* start Record excerpts *

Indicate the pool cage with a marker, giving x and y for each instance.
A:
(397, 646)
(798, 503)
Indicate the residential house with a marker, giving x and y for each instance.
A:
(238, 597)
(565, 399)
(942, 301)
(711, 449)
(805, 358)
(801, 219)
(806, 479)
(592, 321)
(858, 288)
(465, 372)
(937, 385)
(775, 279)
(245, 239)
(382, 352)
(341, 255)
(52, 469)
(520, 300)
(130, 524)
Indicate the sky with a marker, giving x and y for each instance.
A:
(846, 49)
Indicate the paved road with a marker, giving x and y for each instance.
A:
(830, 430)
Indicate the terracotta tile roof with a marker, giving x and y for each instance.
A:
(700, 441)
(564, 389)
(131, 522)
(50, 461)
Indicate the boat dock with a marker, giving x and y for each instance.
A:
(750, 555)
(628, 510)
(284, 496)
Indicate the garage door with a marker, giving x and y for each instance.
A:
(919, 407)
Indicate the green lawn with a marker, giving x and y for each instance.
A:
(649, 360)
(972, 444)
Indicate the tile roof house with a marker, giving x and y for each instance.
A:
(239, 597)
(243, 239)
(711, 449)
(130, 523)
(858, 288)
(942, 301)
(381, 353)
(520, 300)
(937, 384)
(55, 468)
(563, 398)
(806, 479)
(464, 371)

* end Record excerpts *

• **Set task**
Copy the lines of every entry above without any change.

• **Task response**
Indicate the pool cage with a marker, giving x and y for each instance.
A:
(397, 646)
(798, 503)
Indicate the residential house with a marker, giving x and y for each instance.
A:
(238, 597)
(565, 399)
(942, 301)
(711, 449)
(805, 358)
(801, 219)
(806, 479)
(592, 321)
(858, 288)
(465, 372)
(937, 385)
(775, 279)
(245, 239)
(382, 352)
(341, 255)
(52, 469)
(520, 300)
(130, 524)
Indicate the sky with a marker, giving x and y for each instance.
A:
(846, 49)
Indicate the paved road with a marker, giving x and y for each instance.
A:
(830, 430)
Indicate the terracotta tile roof with a marker, giving x and y for each instance.
A:
(700, 441)
(564, 389)
(131, 522)
(50, 461)
Indicate the boat dock with a marker, giving x and y for each instance.
A:
(750, 555)
(628, 510)
(284, 496)
Indicate the garage door with a marker, giving x and y for each instance.
A:
(919, 407)
Indicate the green lawn with a marker, giving x and y for each instance.
A:
(649, 360)
(972, 444)
Indicate the tile roof house with a marker, giving x and y for each instance.
A:
(239, 597)
(243, 239)
(711, 449)
(130, 523)
(858, 288)
(942, 301)
(381, 353)
(520, 300)
(937, 384)
(55, 468)
(563, 398)
(806, 479)
(464, 371)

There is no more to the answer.